--- TASK DETAILS ---
Your answer must be the full listing below, restated word for word, with no pictures in it.

--- RECORDS FOR THE EXERCISE ---
★ ★ ★ ★ ★ ★ ★

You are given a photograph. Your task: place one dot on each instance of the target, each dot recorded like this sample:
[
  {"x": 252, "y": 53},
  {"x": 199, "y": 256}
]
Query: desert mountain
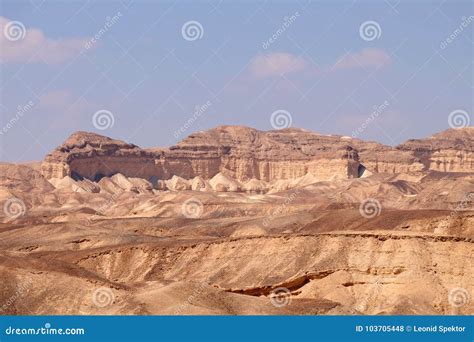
[{"x": 227, "y": 218}]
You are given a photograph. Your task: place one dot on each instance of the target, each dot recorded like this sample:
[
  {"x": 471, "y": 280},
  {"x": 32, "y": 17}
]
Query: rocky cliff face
[
  {"x": 448, "y": 151},
  {"x": 240, "y": 152},
  {"x": 248, "y": 154}
]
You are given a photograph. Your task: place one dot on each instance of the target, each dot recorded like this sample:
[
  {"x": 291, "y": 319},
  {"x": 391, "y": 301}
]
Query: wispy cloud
[
  {"x": 32, "y": 46},
  {"x": 366, "y": 58},
  {"x": 278, "y": 63},
  {"x": 275, "y": 64}
]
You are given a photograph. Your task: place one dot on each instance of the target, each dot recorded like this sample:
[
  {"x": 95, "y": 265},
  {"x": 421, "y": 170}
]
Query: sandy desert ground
[{"x": 238, "y": 221}]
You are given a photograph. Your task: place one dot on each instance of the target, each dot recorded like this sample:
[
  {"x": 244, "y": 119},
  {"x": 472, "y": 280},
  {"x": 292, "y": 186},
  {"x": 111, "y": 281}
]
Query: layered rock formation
[{"x": 246, "y": 154}]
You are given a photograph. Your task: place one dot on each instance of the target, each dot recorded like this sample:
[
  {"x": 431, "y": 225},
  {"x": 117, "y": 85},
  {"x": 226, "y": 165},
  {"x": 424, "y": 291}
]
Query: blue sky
[{"x": 322, "y": 69}]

★ ★ ★ ★ ★ ★ ★

--- OUTPUT FOR THIS EXERCISE ---
You are given a photograph. Your task: place one dot on each instance of the target, each dot recorded like this sample:
[
  {"x": 252, "y": 53},
  {"x": 199, "y": 256}
]
Query: desert mountain
[{"x": 227, "y": 218}]
You are given a photograph. Your task: place one dot on each instance of the target, each dot recorded like this sample:
[
  {"x": 471, "y": 280},
  {"x": 32, "y": 17}
]
Query: rocky cliff face
[
  {"x": 448, "y": 151},
  {"x": 240, "y": 152},
  {"x": 248, "y": 154}
]
You are given a photograph. Your task: place one dot on each instance of the target, each dot recorded like this sample:
[
  {"x": 291, "y": 319},
  {"x": 391, "y": 301}
]
Query: wispy cloud
[
  {"x": 32, "y": 46},
  {"x": 366, "y": 58},
  {"x": 278, "y": 63},
  {"x": 275, "y": 64}
]
You are given a photograph. Your task: place one dot on each instance of the target, each dot recorded like this sample:
[
  {"x": 95, "y": 265},
  {"x": 421, "y": 170}
]
Query: sandy desert ground
[{"x": 238, "y": 221}]
You are given a photograph. Your task: place one dot on each instance of the target, each dot recorded like this sample:
[
  {"x": 244, "y": 119},
  {"x": 472, "y": 280},
  {"x": 292, "y": 186},
  {"x": 111, "y": 281}
]
Query: layered rock formation
[{"x": 246, "y": 154}]
You are given a photograph. Your task: place one dot on each instance of the target, each dot recorded like this sample:
[
  {"x": 431, "y": 225},
  {"x": 117, "y": 85},
  {"x": 226, "y": 165},
  {"x": 424, "y": 291}
]
Query: blue sky
[{"x": 322, "y": 69}]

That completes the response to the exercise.